Rewrite the records from the line containing "Place one point on every instance of the electrical" through the end of the records, swapping "outlet" for "socket" and leaving everything else unchanged. Give only those lines.

--- begin DATA SHOWN ---

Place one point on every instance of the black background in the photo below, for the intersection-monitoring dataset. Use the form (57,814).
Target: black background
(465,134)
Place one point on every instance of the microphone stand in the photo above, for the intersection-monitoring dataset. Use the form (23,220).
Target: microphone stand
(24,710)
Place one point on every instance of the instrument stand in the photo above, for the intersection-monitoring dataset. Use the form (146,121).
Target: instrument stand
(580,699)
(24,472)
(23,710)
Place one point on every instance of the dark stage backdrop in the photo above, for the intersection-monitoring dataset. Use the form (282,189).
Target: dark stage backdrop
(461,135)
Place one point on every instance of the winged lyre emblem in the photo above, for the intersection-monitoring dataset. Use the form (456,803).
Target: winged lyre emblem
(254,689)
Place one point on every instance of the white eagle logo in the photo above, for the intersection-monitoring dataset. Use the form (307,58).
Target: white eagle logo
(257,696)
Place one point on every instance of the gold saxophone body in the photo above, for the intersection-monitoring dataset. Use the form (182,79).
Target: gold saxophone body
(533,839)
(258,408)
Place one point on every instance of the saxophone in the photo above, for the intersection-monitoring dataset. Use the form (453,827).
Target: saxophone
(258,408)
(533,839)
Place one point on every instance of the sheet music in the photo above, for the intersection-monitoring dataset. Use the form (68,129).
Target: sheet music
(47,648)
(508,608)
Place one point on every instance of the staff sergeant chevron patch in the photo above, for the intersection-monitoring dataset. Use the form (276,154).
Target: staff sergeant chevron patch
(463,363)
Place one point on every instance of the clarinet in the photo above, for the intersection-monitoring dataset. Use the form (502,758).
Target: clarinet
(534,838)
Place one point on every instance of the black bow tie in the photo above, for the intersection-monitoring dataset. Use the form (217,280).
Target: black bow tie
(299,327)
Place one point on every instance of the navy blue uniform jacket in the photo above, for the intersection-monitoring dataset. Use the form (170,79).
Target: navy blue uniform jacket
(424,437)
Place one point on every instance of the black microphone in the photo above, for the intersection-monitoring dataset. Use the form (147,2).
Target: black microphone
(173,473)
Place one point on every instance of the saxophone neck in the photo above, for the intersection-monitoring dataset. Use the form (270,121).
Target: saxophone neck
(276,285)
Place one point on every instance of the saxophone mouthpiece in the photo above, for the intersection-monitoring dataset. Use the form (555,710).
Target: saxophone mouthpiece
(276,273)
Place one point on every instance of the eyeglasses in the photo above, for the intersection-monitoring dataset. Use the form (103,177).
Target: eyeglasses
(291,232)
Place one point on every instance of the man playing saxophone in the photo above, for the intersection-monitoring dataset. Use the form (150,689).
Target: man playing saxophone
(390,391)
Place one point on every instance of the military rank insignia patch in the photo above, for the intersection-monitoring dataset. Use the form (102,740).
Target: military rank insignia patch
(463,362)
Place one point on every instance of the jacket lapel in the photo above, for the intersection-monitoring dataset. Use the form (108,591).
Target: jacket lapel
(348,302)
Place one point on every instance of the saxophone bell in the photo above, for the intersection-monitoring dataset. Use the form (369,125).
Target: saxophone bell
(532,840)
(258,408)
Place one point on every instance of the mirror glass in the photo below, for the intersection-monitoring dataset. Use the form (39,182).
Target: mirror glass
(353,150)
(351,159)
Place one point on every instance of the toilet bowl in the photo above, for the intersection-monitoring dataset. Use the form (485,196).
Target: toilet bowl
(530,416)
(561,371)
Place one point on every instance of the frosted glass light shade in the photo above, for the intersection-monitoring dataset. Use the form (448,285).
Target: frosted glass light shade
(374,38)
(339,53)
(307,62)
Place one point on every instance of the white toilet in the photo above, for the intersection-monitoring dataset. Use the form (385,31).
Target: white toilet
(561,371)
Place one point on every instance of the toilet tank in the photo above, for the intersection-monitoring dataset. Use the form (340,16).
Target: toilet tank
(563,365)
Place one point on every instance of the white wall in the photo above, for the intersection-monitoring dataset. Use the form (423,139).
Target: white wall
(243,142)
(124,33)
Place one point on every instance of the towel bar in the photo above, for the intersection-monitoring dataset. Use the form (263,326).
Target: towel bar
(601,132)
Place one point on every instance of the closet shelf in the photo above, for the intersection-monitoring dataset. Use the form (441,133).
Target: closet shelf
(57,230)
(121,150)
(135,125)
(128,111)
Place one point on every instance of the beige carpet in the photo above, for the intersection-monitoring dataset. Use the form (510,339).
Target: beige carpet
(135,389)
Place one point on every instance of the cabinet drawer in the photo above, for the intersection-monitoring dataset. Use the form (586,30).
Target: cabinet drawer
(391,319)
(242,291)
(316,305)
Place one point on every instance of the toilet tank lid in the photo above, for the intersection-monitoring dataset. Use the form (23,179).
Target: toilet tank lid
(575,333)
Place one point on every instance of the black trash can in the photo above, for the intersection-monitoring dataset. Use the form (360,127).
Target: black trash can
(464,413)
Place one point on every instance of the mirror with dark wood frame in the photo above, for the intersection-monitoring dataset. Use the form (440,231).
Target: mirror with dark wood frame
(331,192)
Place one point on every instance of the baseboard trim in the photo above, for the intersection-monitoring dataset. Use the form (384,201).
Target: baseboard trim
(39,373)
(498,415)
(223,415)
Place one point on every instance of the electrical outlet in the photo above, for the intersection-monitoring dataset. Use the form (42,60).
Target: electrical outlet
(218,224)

--- end DATA SHOWN ---

EXERCISE OUTPUT:
Place one point on every instance of the electrical socket in the photo above, for the intersection-monitoring dataset. Use the form (42,60).
Target: electrical socket
(218,224)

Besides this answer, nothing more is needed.